6. Het voorgaande impliceert dat Achtkarspelen niet gevolgd kan worden in haar standpunt. Gelet op het bepaalde in artikel 5:44 BW is Achtkarspelen gehouden de overhangende takken te verwijderen. In deze zaak staat voldoende vast dat Achtkarspelen (ook na aanmaning) niet bereid is gebleken de overhangende takken te verwijderen, zodat [x] gerechtigd was eigenrichting toe te passen en de onderhavige twee takken zelf te verwijderen. Nu niet voldoende gemotiveerd gesteld of gebleken is dat [x] het verwijderen van de twee takken op onrechtmatige en schade veroorzakende wijze heeft gedaan, is hij niet schadeplichtig jegens Achtkarspelen. De vordering tot schadevergoeding moet daarom worden afgewezen.
7. Als de in het ongelijk te stellen partij dient Achtkarspelen in de proceskosten te worden veroordeeld.
in reconventie voorts
8. [x] vordert veroordeling van Achtkarspelen om de luizenoverlast (op welke wijze dan ook) te bestrijden, maar dat is iets dat hij van Achtkarspelen niet kan vorderen. Wel kan hij verwijdering van (thans nog) overhangende takken vorderen, maar dit heeft hij niet gedaan. De vordering in conventie is dus niet toewijsbaar.

Vermeldingen voor aanwijzen en labelen:
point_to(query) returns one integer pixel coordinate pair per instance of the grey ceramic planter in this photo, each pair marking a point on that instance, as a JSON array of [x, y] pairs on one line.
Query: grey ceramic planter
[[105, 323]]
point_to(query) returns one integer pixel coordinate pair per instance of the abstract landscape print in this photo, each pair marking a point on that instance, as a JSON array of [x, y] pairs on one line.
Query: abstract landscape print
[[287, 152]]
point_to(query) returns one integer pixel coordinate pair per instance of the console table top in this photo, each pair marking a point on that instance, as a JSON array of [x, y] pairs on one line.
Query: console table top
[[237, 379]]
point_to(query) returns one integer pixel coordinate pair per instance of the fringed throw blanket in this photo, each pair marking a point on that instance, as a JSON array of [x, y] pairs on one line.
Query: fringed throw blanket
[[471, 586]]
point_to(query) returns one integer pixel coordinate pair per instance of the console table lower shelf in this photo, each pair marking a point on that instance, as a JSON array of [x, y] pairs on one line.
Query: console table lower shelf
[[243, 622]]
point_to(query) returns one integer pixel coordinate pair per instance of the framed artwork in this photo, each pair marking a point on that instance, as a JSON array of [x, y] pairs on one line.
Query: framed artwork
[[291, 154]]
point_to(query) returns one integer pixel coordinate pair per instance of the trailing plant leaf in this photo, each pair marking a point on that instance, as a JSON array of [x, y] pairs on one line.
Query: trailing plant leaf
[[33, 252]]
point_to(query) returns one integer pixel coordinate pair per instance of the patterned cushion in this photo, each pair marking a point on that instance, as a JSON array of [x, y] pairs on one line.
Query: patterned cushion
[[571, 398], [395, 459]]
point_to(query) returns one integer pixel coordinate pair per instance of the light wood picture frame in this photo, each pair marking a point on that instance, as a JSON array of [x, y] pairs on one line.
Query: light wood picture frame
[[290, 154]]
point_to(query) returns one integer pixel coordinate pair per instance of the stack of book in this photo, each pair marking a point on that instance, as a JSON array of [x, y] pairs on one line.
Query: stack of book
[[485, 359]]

▸ Opdracht:
Geef bij elke bewering aan of die overeenkomt met het geselecteerde fragment. Antwoord met ja of nee en citeer letterlijk de woorden uit het fragment die de doorslag geven.
1. Volgens artikel 5:44 BW moet Achtkarspelen de overhangende takken verwijderen.
2. [x] wordt schadeplichtig geacht jegens Achtkarspelen.
3. [x] heeft gevorderd dat de nog overhangende takken worden verwijderd.

▸ Resultaat:
1. Ja: "Gelet op het bepaalde in artikel 5:44 BW is Achtkarspelen gehouden de overhangende takken te verwijderen."
2. Nee: "is hij niet schadeplichtig jegens Achtkarspelen."
3. Nee: "Wel kan hij verwijdering van (thans nog) overhangende takken vorderen, maar dit heeft hij niet gedaan."